#### ENTRIES PROVIDED
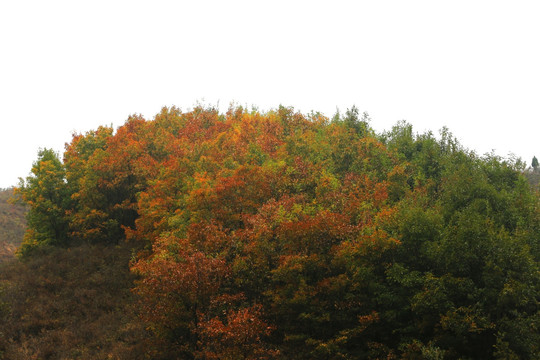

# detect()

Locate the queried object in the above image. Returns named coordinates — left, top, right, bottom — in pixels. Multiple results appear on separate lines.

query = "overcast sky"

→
left=0, top=0, right=540, bottom=187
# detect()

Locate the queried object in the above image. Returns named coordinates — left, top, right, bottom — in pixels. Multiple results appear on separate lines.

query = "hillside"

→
left=0, top=189, right=26, bottom=262
left=0, top=107, right=540, bottom=360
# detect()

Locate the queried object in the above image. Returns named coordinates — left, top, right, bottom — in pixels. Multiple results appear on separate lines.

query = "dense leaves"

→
left=5, top=107, right=540, bottom=359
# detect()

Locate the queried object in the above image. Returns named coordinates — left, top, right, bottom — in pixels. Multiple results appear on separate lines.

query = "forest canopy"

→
left=4, top=106, right=540, bottom=359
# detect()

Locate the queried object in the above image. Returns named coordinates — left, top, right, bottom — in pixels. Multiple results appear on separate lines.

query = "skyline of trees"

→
left=4, top=106, right=540, bottom=359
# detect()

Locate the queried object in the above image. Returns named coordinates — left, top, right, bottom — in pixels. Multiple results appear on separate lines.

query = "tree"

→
left=15, top=149, right=70, bottom=255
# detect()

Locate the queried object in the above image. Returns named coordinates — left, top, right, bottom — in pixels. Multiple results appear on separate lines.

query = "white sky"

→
left=0, top=0, right=540, bottom=187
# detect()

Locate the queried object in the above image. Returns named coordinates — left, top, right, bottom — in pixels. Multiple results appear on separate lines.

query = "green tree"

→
left=16, top=149, right=70, bottom=255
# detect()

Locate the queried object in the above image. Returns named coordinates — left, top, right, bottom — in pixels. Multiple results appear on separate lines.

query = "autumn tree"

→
left=15, top=149, right=71, bottom=255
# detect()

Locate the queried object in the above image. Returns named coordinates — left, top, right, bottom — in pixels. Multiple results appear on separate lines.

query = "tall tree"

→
left=15, top=149, right=71, bottom=255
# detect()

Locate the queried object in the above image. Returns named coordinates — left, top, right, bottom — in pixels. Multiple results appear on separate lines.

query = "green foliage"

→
left=15, top=149, right=70, bottom=256
left=0, top=189, right=26, bottom=262
left=3, top=106, right=540, bottom=359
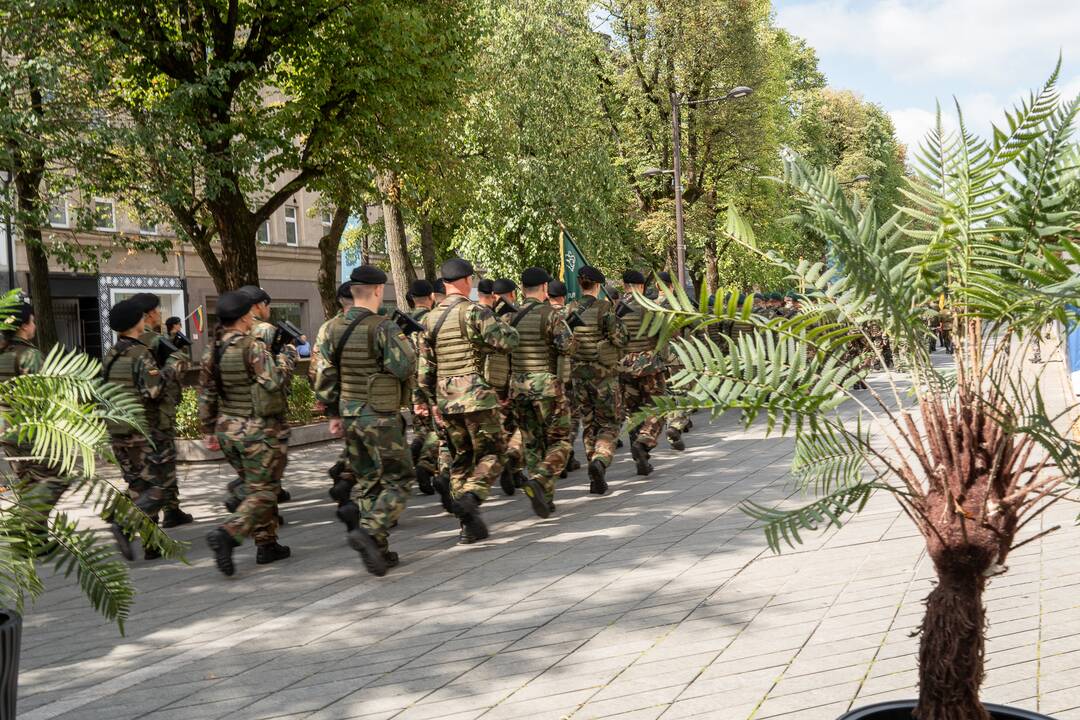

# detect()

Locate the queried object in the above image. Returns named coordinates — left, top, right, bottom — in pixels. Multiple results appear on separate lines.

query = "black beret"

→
left=578, top=264, right=607, bottom=283
left=349, top=264, right=387, bottom=285
left=217, top=290, right=255, bottom=323
left=438, top=258, right=472, bottom=283
left=491, top=277, right=517, bottom=295
left=109, top=298, right=145, bottom=332
left=522, top=268, right=551, bottom=287
left=127, top=293, right=161, bottom=314
left=408, top=277, right=435, bottom=298
left=237, top=285, right=270, bottom=306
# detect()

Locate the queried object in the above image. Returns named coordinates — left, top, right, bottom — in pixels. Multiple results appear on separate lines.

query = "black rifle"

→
left=390, top=310, right=427, bottom=335
left=270, top=320, right=303, bottom=355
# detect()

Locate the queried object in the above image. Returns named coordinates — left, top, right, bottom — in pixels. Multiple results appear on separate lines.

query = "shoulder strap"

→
left=428, top=295, right=468, bottom=350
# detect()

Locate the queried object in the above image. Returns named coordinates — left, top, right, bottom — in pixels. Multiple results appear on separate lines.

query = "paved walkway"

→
left=19, top=351, right=1080, bottom=720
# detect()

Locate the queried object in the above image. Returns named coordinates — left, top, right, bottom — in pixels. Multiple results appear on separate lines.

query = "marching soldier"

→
left=102, top=300, right=164, bottom=560
left=131, top=293, right=193, bottom=528
left=233, top=285, right=299, bottom=505
left=199, top=290, right=295, bottom=575
left=420, top=258, right=517, bottom=544
left=570, top=266, right=626, bottom=495
left=408, top=279, right=438, bottom=495
left=308, top=283, right=356, bottom=507
left=318, top=266, right=416, bottom=576
left=510, top=268, right=577, bottom=517
left=619, top=270, right=667, bottom=475
left=0, top=300, right=68, bottom=535
left=548, top=280, right=581, bottom=477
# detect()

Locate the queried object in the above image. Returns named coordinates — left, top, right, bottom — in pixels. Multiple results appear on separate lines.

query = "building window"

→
left=94, top=198, right=117, bottom=230
left=285, top=207, right=299, bottom=247
left=49, top=198, right=70, bottom=228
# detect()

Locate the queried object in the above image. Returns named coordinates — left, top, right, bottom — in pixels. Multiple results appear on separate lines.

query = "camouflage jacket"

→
left=315, top=308, right=416, bottom=418
left=419, top=295, right=517, bottom=415
left=199, top=330, right=295, bottom=435
left=139, top=330, right=191, bottom=432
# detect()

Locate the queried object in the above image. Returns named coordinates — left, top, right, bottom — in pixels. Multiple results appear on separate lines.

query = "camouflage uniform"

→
left=199, top=330, right=295, bottom=545
left=570, top=295, right=627, bottom=467
left=0, top=337, right=69, bottom=510
left=316, top=307, right=416, bottom=553
left=139, top=330, right=191, bottom=510
left=619, top=296, right=667, bottom=450
left=419, top=295, right=517, bottom=501
left=510, top=299, right=578, bottom=504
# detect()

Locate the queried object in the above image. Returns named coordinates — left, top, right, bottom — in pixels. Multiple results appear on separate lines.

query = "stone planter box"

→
left=176, top=420, right=338, bottom=462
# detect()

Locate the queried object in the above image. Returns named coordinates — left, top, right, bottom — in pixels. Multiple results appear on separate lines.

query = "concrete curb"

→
left=176, top=420, right=339, bottom=463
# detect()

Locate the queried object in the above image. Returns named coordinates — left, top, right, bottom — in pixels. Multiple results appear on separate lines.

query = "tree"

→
left=69, top=0, right=472, bottom=291
left=631, top=70, right=1080, bottom=720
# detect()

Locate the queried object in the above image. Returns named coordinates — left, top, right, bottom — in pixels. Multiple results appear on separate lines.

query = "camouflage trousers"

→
left=2, top=443, right=70, bottom=513
left=228, top=418, right=289, bottom=502
left=112, top=433, right=170, bottom=517
left=622, top=372, right=665, bottom=449
left=342, top=407, right=416, bottom=539
left=215, top=417, right=287, bottom=545
left=443, top=409, right=507, bottom=501
left=572, top=365, right=622, bottom=466
left=510, top=372, right=573, bottom=501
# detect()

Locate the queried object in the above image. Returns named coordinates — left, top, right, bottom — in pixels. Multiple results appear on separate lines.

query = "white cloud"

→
left=778, top=0, right=1080, bottom=85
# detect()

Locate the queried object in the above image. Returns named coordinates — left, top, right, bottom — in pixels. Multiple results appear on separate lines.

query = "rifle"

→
left=270, top=320, right=303, bottom=355
left=390, top=310, right=427, bottom=336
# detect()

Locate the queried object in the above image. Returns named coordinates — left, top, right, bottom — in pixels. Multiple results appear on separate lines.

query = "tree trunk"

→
left=420, top=220, right=437, bottom=282
left=377, top=172, right=416, bottom=308
left=915, top=563, right=990, bottom=720
left=318, top=207, right=349, bottom=320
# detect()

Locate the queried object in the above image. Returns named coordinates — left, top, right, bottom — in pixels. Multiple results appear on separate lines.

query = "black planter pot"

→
left=0, top=610, right=23, bottom=720
left=839, top=699, right=1054, bottom=720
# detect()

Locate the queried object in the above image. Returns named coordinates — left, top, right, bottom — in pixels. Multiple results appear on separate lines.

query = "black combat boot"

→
left=416, top=466, right=435, bottom=495
left=499, top=467, right=517, bottom=495
left=337, top=501, right=360, bottom=532
left=349, top=528, right=387, bottom=578
left=630, top=443, right=652, bottom=475
left=255, top=541, right=293, bottom=565
left=161, top=507, right=194, bottom=528
left=206, top=528, right=240, bottom=576
left=667, top=427, right=686, bottom=452
left=522, top=477, right=551, bottom=518
left=589, top=459, right=607, bottom=495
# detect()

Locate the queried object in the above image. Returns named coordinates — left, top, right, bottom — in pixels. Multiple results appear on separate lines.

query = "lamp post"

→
left=672, top=85, right=754, bottom=287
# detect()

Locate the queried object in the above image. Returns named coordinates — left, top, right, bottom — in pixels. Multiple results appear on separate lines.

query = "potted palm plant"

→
left=0, top=294, right=183, bottom=720
left=639, top=71, right=1080, bottom=720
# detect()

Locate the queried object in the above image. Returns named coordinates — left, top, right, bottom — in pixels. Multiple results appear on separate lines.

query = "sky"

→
left=773, top=0, right=1080, bottom=155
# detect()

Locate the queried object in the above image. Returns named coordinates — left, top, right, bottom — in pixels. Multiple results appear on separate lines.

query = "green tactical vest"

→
left=102, top=338, right=157, bottom=435
left=510, top=302, right=558, bottom=372
left=622, top=300, right=657, bottom=353
left=424, top=300, right=484, bottom=378
left=329, top=313, right=408, bottom=412
left=214, top=335, right=285, bottom=418
left=573, top=298, right=619, bottom=368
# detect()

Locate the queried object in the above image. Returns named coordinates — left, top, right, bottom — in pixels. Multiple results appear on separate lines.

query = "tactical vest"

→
left=214, top=335, right=285, bottom=418
left=573, top=298, right=619, bottom=368
left=510, top=302, right=558, bottom=372
left=622, top=300, right=657, bottom=353
left=424, top=300, right=484, bottom=378
left=329, top=313, right=407, bottom=412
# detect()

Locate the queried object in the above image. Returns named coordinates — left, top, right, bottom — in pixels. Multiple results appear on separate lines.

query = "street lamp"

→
left=669, top=90, right=754, bottom=287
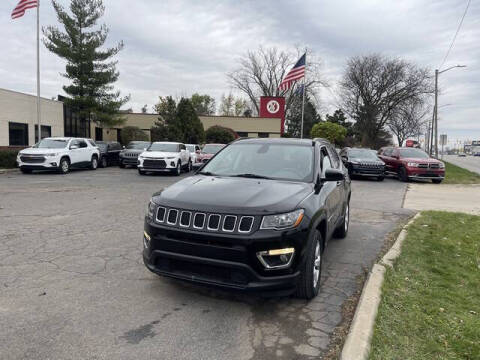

#### WRITTEN REQUEST
Count the lines in the records above that contain the string "tactical", matching case exactly, and give only the number.

#### EXPECTED ANSWER
2